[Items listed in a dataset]

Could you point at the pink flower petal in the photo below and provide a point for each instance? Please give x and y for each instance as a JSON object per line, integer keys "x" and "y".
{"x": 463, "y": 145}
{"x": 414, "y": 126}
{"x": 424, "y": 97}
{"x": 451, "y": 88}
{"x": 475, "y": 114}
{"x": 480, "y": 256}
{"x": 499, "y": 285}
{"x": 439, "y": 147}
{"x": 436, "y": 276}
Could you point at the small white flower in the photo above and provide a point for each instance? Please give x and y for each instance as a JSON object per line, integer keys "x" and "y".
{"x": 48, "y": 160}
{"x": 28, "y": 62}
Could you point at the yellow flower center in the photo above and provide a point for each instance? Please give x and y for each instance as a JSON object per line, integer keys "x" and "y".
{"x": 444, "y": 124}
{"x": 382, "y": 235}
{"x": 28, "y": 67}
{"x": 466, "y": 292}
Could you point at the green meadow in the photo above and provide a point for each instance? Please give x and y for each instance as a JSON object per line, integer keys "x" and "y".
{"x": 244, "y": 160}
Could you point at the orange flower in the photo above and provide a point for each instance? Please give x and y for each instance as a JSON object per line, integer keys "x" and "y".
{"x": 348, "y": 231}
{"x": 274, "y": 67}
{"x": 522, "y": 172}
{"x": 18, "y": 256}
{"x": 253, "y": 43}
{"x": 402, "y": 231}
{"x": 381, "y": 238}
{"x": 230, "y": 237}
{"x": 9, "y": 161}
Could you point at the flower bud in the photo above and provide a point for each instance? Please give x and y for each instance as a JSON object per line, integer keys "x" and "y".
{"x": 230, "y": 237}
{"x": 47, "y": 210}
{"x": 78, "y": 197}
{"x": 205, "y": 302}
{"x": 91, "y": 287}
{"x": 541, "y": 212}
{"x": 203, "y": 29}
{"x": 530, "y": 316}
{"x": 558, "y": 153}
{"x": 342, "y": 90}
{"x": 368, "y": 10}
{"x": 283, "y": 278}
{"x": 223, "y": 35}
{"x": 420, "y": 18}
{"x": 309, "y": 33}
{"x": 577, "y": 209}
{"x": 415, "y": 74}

◆ Prompt: Beginning at the line that contains "Could you point at the flower" and ending at the last line above, copy each line without any change.

◆ Exercise response:
Could you point at the flower bud in the photo above and provide a point for each instance? Please give x and y for each instance as a JSON object per line, integer keys "x" and "y".
{"x": 230, "y": 237}
{"x": 47, "y": 210}
{"x": 78, "y": 197}
{"x": 205, "y": 302}
{"x": 91, "y": 287}
{"x": 541, "y": 212}
{"x": 203, "y": 29}
{"x": 530, "y": 316}
{"x": 558, "y": 153}
{"x": 342, "y": 90}
{"x": 368, "y": 10}
{"x": 283, "y": 278}
{"x": 223, "y": 35}
{"x": 420, "y": 18}
{"x": 309, "y": 33}
{"x": 577, "y": 209}
{"x": 415, "y": 74}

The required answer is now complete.